== Segment start ==

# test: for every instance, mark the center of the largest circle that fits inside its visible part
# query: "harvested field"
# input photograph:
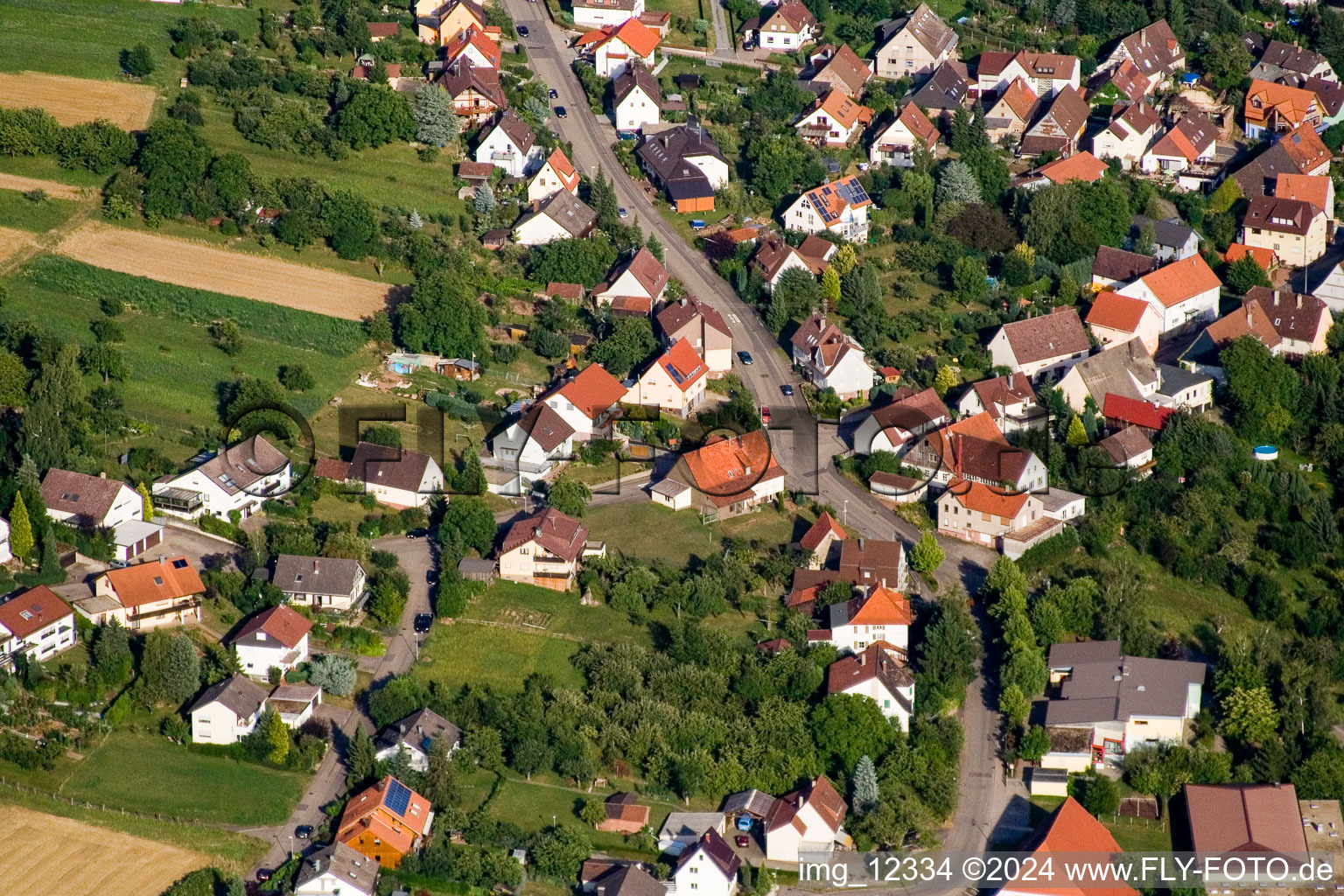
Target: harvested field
(52, 188)
(38, 850)
(220, 270)
(78, 100)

== Segment end ==

* [WHAT TO WORK ON]:
Copy out every line of the data exactly, leaving the images behind.

* [RESULT FOR THIS TASK]:
# test: for every instance, mark the center of the largest circle that fits inside its visible part
# query: "harvested field"
# input photograph:
Target: harvested field
(52, 188)
(38, 850)
(220, 270)
(78, 100)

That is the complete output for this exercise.